— START OF Raw records —

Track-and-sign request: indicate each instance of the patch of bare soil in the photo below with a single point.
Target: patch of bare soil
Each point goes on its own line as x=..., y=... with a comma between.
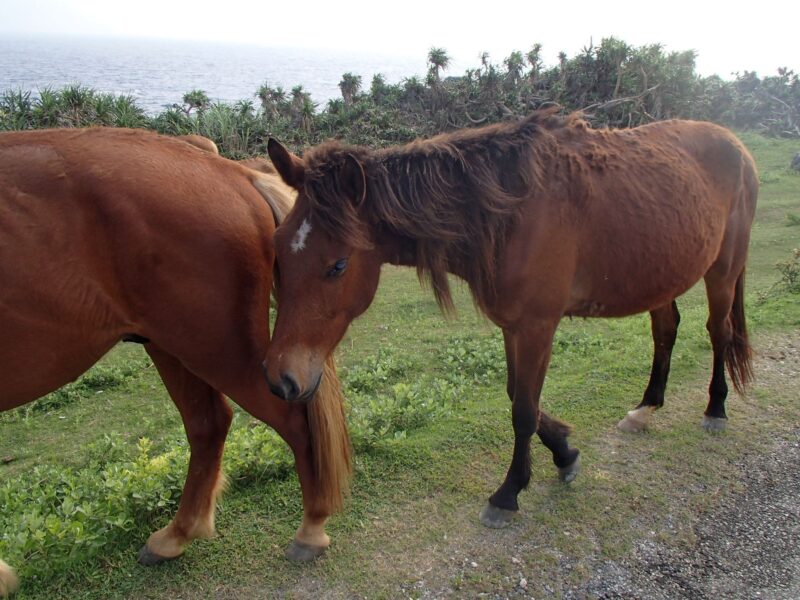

— END OF Raw records —
— START OF Raw records —

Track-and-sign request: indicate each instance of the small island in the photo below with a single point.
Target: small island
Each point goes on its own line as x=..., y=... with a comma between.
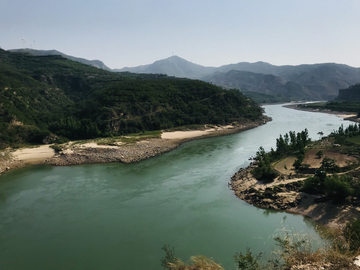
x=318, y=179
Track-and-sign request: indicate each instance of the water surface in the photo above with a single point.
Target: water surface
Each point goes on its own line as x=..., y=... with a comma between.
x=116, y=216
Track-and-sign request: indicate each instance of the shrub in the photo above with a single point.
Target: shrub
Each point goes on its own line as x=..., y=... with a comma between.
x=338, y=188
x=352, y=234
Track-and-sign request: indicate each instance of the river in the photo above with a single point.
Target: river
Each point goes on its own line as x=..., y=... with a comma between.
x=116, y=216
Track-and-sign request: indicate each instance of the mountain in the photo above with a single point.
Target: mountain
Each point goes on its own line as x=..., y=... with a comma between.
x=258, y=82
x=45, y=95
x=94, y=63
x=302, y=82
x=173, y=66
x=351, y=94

— END OF Raw records —

## [Aim]
Please rewrite the entries in the stretch from the line containing "Track-and-sign request: indicate each instance of the small" through the line containing "x=351, y=94", substituting "image" for "photo" and leaving everything else unchanged. Leave the pictures out of your answer.

## [Exercise output]
Track-and-sign request: indicate each instance of the small island in the image below with a single point.
Target: small island
Each point goes on its own line as x=..., y=... with a comma between.
x=318, y=179
Track-and-sign request: indicate each instance of the water surface in the image above with a single point.
Target: water surface
Each point goes on its own line as x=..., y=... with a comma between.
x=116, y=216
Track-and-sign request: indicate each instance of the shrub in the image above with a single point.
Target: shrub
Each point goes on its own line as x=..., y=... with a comma between.
x=338, y=188
x=352, y=234
Track-and-sign request: indicate each instance of the river in the image above with a single point.
Target: river
Each point goes on its own line as x=..., y=... with a comma between.
x=116, y=216
Track-and-sign request: indicate each instance of the mountain in the image above with a single point.
Target: mountain
Each point goes on its own line as x=..., y=... with a comma between.
x=258, y=82
x=45, y=95
x=94, y=63
x=302, y=82
x=173, y=66
x=351, y=94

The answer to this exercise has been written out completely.